The reply should be one number: how many lines of the data below contain "instance".

» **DATA FOR THE TASK**
********************

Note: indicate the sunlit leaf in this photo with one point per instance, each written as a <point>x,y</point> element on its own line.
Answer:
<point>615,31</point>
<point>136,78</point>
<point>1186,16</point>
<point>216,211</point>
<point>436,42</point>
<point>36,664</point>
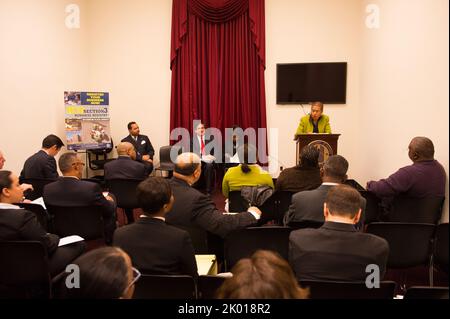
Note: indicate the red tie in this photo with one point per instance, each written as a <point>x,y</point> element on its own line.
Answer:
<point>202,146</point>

********************

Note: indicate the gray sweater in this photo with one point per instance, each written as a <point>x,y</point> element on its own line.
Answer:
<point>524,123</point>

********************

» **SOLUTION FOR THIS TASK**
3